-- Stored records --

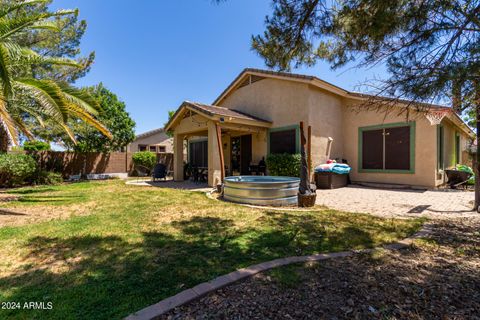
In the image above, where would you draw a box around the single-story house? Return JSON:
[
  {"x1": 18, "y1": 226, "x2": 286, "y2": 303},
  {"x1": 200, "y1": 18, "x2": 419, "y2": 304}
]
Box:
[
  {"x1": 165, "y1": 69, "x2": 475, "y2": 188},
  {"x1": 128, "y1": 128, "x2": 173, "y2": 153}
]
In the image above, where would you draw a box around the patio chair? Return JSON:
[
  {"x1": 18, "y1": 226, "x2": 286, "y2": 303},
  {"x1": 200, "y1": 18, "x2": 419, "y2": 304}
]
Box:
[
  {"x1": 445, "y1": 170, "x2": 472, "y2": 189},
  {"x1": 152, "y1": 163, "x2": 167, "y2": 182}
]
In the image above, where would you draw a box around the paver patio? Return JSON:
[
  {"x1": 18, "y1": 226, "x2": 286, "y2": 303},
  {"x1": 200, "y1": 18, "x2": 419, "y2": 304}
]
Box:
[{"x1": 316, "y1": 185, "x2": 478, "y2": 218}]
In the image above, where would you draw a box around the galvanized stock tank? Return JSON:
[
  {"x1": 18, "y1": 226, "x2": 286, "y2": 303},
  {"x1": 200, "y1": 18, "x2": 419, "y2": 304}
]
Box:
[{"x1": 223, "y1": 176, "x2": 300, "y2": 206}]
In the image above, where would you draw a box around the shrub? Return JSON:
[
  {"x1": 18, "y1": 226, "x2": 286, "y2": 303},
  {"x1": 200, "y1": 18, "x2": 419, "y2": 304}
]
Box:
[
  {"x1": 33, "y1": 170, "x2": 63, "y2": 185},
  {"x1": 23, "y1": 141, "x2": 50, "y2": 151},
  {"x1": 0, "y1": 153, "x2": 37, "y2": 187},
  {"x1": 267, "y1": 153, "x2": 301, "y2": 177},
  {"x1": 132, "y1": 151, "x2": 157, "y2": 170}
]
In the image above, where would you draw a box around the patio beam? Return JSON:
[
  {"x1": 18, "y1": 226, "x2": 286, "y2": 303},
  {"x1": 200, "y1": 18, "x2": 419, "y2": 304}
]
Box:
[
  {"x1": 219, "y1": 123, "x2": 267, "y2": 133},
  {"x1": 173, "y1": 133, "x2": 185, "y2": 181}
]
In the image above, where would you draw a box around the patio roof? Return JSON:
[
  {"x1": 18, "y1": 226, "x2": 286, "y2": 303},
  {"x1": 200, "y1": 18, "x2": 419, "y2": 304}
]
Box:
[{"x1": 165, "y1": 101, "x2": 272, "y2": 131}]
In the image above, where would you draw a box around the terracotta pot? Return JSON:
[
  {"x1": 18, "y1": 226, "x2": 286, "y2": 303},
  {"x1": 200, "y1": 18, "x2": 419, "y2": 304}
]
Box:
[{"x1": 298, "y1": 193, "x2": 317, "y2": 207}]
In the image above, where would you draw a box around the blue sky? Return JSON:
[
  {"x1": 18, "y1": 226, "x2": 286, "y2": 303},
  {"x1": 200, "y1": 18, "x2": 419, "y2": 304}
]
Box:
[{"x1": 52, "y1": 0, "x2": 384, "y2": 133}]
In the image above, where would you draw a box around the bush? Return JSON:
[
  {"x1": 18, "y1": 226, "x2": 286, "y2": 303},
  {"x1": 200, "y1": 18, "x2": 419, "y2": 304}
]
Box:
[
  {"x1": 23, "y1": 141, "x2": 50, "y2": 151},
  {"x1": 267, "y1": 153, "x2": 301, "y2": 177},
  {"x1": 132, "y1": 151, "x2": 157, "y2": 170},
  {"x1": 33, "y1": 170, "x2": 63, "y2": 185},
  {"x1": 0, "y1": 153, "x2": 37, "y2": 187}
]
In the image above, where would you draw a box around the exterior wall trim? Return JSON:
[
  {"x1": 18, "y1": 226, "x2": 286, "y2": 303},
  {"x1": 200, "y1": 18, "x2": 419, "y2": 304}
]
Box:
[{"x1": 358, "y1": 121, "x2": 415, "y2": 174}]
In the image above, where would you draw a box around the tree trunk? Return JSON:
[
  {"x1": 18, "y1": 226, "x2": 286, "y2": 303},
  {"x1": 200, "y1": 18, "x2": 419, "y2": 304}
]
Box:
[
  {"x1": 473, "y1": 87, "x2": 480, "y2": 212},
  {"x1": 0, "y1": 125, "x2": 10, "y2": 152}
]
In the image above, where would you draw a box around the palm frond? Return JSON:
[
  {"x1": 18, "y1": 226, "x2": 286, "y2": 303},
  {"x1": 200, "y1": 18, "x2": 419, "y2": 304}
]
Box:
[
  {"x1": 15, "y1": 79, "x2": 69, "y2": 122},
  {"x1": 0, "y1": 43, "x2": 13, "y2": 99},
  {"x1": 0, "y1": 10, "x2": 78, "y2": 40},
  {"x1": 70, "y1": 104, "x2": 113, "y2": 139},
  {"x1": 12, "y1": 115, "x2": 34, "y2": 140},
  {"x1": 58, "y1": 82, "x2": 101, "y2": 116},
  {"x1": 0, "y1": 98, "x2": 18, "y2": 145},
  {"x1": 59, "y1": 123, "x2": 77, "y2": 144}
]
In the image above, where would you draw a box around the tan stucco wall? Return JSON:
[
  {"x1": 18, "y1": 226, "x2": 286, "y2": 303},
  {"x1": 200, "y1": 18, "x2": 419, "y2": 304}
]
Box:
[
  {"x1": 169, "y1": 78, "x2": 467, "y2": 187},
  {"x1": 128, "y1": 132, "x2": 173, "y2": 153},
  {"x1": 307, "y1": 87, "x2": 344, "y2": 166},
  {"x1": 220, "y1": 79, "x2": 343, "y2": 165},
  {"x1": 219, "y1": 79, "x2": 310, "y2": 127},
  {"x1": 344, "y1": 102, "x2": 437, "y2": 187}
]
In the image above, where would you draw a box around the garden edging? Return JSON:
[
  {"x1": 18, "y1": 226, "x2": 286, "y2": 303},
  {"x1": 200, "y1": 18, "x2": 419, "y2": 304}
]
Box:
[{"x1": 125, "y1": 225, "x2": 432, "y2": 320}]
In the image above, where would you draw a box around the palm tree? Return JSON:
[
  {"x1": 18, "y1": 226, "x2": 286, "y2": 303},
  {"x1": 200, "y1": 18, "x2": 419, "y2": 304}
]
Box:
[{"x1": 0, "y1": 0, "x2": 111, "y2": 152}]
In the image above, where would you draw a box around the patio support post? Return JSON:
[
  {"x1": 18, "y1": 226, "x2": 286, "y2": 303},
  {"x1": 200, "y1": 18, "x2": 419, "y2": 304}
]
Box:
[
  {"x1": 173, "y1": 134, "x2": 185, "y2": 181},
  {"x1": 208, "y1": 121, "x2": 222, "y2": 187}
]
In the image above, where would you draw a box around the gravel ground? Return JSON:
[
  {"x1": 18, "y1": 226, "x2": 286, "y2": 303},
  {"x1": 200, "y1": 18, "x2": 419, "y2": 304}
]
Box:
[{"x1": 161, "y1": 218, "x2": 480, "y2": 319}]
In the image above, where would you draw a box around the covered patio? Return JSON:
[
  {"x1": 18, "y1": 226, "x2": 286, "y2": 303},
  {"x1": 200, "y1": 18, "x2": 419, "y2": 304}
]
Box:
[{"x1": 165, "y1": 101, "x2": 272, "y2": 186}]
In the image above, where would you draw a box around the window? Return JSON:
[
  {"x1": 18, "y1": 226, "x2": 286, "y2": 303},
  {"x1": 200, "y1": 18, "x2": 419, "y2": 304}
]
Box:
[
  {"x1": 359, "y1": 122, "x2": 415, "y2": 173},
  {"x1": 188, "y1": 140, "x2": 208, "y2": 168},
  {"x1": 268, "y1": 127, "x2": 299, "y2": 154},
  {"x1": 455, "y1": 132, "x2": 460, "y2": 165},
  {"x1": 437, "y1": 125, "x2": 445, "y2": 170}
]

-- Given request --
Give back every item above without changing a single character, but leave out the pictures.

-- Result below --
In the image above, where would you draw a box around the single-story house? Return JSON:
[
  {"x1": 18, "y1": 226, "x2": 286, "y2": 303},
  {"x1": 200, "y1": 18, "x2": 419, "y2": 304}
]
Box:
[
  {"x1": 165, "y1": 69, "x2": 475, "y2": 188},
  {"x1": 128, "y1": 128, "x2": 173, "y2": 153}
]
In the image above, where would you draw a box around the patio chair? Return JSON:
[
  {"x1": 18, "y1": 226, "x2": 286, "y2": 303},
  {"x1": 200, "y1": 18, "x2": 419, "y2": 304}
]
Box:
[
  {"x1": 445, "y1": 170, "x2": 472, "y2": 189},
  {"x1": 152, "y1": 163, "x2": 167, "y2": 182}
]
In the image above, where would you draw a box around the paver patio? Return JSON:
[
  {"x1": 18, "y1": 226, "x2": 286, "y2": 303},
  {"x1": 200, "y1": 18, "x2": 419, "y2": 304}
]
Box:
[{"x1": 316, "y1": 185, "x2": 478, "y2": 218}]
In the image above, where would you draw a box around the galvanized stock tank? Return JSON:
[
  {"x1": 18, "y1": 226, "x2": 286, "y2": 303},
  {"x1": 200, "y1": 18, "x2": 419, "y2": 304}
]
Box:
[{"x1": 223, "y1": 176, "x2": 300, "y2": 206}]
In the image above, where would you draw a box around the shrub? Return JSON:
[
  {"x1": 18, "y1": 226, "x2": 286, "y2": 303},
  {"x1": 200, "y1": 18, "x2": 419, "y2": 304}
]
Box:
[
  {"x1": 33, "y1": 170, "x2": 63, "y2": 185},
  {"x1": 23, "y1": 141, "x2": 50, "y2": 151},
  {"x1": 0, "y1": 153, "x2": 37, "y2": 187},
  {"x1": 267, "y1": 153, "x2": 301, "y2": 177},
  {"x1": 132, "y1": 151, "x2": 157, "y2": 170}
]
In the image above, where would you draw a box around the patio beam? Return JSON:
[
  {"x1": 18, "y1": 226, "x2": 286, "y2": 303},
  {"x1": 200, "y1": 18, "x2": 419, "y2": 304}
]
Box:
[
  {"x1": 219, "y1": 123, "x2": 267, "y2": 133},
  {"x1": 173, "y1": 133, "x2": 185, "y2": 181}
]
In the image above, where would you draw a box around the patio roof? Return JSON:
[
  {"x1": 18, "y1": 226, "x2": 286, "y2": 303},
  {"x1": 200, "y1": 18, "x2": 419, "y2": 304}
]
Box:
[{"x1": 165, "y1": 101, "x2": 272, "y2": 131}]
In the image above, where would you draw a box around the terracotta pot? Return JSON:
[
  {"x1": 18, "y1": 226, "x2": 286, "y2": 303},
  {"x1": 200, "y1": 18, "x2": 419, "y2": 304}
]
Box:
[{"x1": 298, "y1": 193, "x2": 317, "y2": 207}]
In the image above, where would you draw a box around the blue sky? Return JSON:
[
  {"x1": 18, "y1": 226, "x2": 286, "y2": 303},
  {"x1": 200, "y1": 18, "x2": 419, "y2": 304}
]
Box:
[{"x1": 52, "y1": 0, "x2": 384, "y2": 133}]
In the image above, where would you draw a box around the bush? Return JSON:
[
  {"x1": 18, "y1": 226, "x2": 286, "y2": 303},
  {"x1": 200, "y1": 18, "x2": 419, "y2": 304}
]
Box:
[
  {"x1": 23, "y1": 141, "x2": 50, "y2": 151},
  {"x1": 267, "y1": 153, "x2": 301, "y2": 177},
  {"x1": 132, "y1": 151, "x2": 157, "y2": 170},
  {"x1": 33, "y1": 170, "x2": 63, "y2": 185},
  {"x1": 0, "y1": 153, "x2": 37, "y2": 187}
]
In the image above, where would you draw a box around the exterior wall trim? Return JSON:
[
  {"x1": 18, "y1": 226, "x2": 286, "y2": 303},
  {"x1": 200, "y1": 18, "x2": 419, "y2": 304}
]
Box:
[{"x1": 358, "y1": 121, "x2": 415, "y2": 174}]
In the image above, where would you draw a box around the tree trunk? Return JSON:
[
  {"x1": 18, "y1": 226, "x2": 286, "y2": 303},
  {"x1": 200, "y1": 18, "x2": 419, "y2": 304}
]
Box:
[
  {"x1": 473, "y1": 87, "x2": 480, "y2": 212},
  {"x1": 0, "y1": 125, "x2": 10, "y2": 152}
]
In the image above, where would you draw a box around the palm frond? Return JSON:
[
  {"x1": 18, "y1": 226, "x2": 286, "y2": 303},
  {"x1": 200, "y1": 18, "x2": 419, "y2": 304}
]
Box:
[
  {"x1": 15, "y1": 79, "x2": 69, "y2": 122},
  {"x1": 0, "y1": 43, "x2": 13, "y2": 99},
  {"x1": 0, "y1": 10, "x2": 78, "y2": 40},
  {"x1": 70, "y1": 104, "x2": 113, "y2": 139},
  {"x1": 12, "y1": 115, "x2": 34, "y2": 140},
  {"x1": 58, "y1": 82, "x2": 101, "y2": 116},
  {"x1": 0, "y1": 98, "x2": 18, "y2": 145},
  {"x1": 59, "y1": 123, "x2": 77, "y2": 144}
]
In the image above, where would you draw a box around the tan stucco wall? Return JSON:
[
  {"x1": 18, "y1": 226, "x2": 286, "y2": 303},
  {"x1": 200, "y1": 18, "x2": 419, "y2": 304}
]
Box:
[
  {"x1": 169, "y1": 78, "x2": 467, "y2": 187},
  {"x1": 128, "y1": 132, "x2": 173, "y2": 153},
  {"x1": 307, "y1": 87, "x2": 344, "y2": 166},
  {"x1": 220, "y1": 79, "x2": 343, "y2": 165},
  {"x1": 219, "y1": 79, "x2": 310, "y2": 127},
  {"x1": 344, "y1": 102, "x2": 437, "y2": 187}
]
In the image above, where would you draw a box around the garden edging? Return JSON:
[
  {"x1": 18, "y1": 226, "x2": 286, "y2": 303},
  {"x1": 200, "y1": 18, "x2": 419, "y2": 304}
]
Box:
[{"x1": 125, "y1": 225, "x2": 432, "y2": 320}]
In the image above, where would you draw a box around the palm tree? Return JSON:
[
  {"x1": 18, "y1": 226, "x2": 286, "y2": 303},
  {"x1": 200, "y1": 18, "x2": 419, "y2": 304}
]
Box:
[{"x1": 0, "y1": 0, "x2": 111, "y2": 152}]
In the image above, where would you draw a box around the patio support post? Return JSON:
[
  {"x1": 18, "y1": 226, "x2": 286, "y2": 303},
  {"x1": 200, "y1": 18, "x2": 419, "y2": 304}
]
Box:
[
  {"x1": 173, "y1": 134, "x2": 185, "y2": 181},
  {"x1": 208, "y1": 121, "x2": 222, "y2": 187}
]
In the image above, where would you draw a box around the gravel ground? Return JSON:
[
  {"x1": 18, "y1": 226, "x2": 286, "y2": 303},
  {"x1": 200, "y1": 18, "x2": 419, "y2": 304}
]
Box:
[{"x1": 161, "y1": 218, "x2": 480, "y2": 319}]
In the image above, where would you draw a box around the covered patio? Return JSON:
[
  {"x1": 18, "y1": 226, "x2": 286, "y2": 303},
  {"x1": 200, "y1": 18, "x2": 419, "y2": 304}
]
Box:
[{"x1": 165, "y1": 101, "x2": 272, "y2": 186}]
In the image above, where would you draw a box around the window? Return JSON:
[
  {"x1": 18, "y1": 226, "x2": 286, "y2": 303},
  {"x1": 200, "y1": 18, "x2": 419, "y2": 304}
]
Box:
[
  {"x1": 359, "y1": 122, "x2": 415, "y2": 173},
  {"x1": 188, "y1": 140, "x2": 208, "y2": 168},
  {"x1": 268, "y1": 127, "x2": 299, "y2": 154},
  {"x1": 455, "y1": 132, "x2": 460, "y2": 165},
  {"x1": 437, "y1": 125, "x2": 445, "y2": 170}
]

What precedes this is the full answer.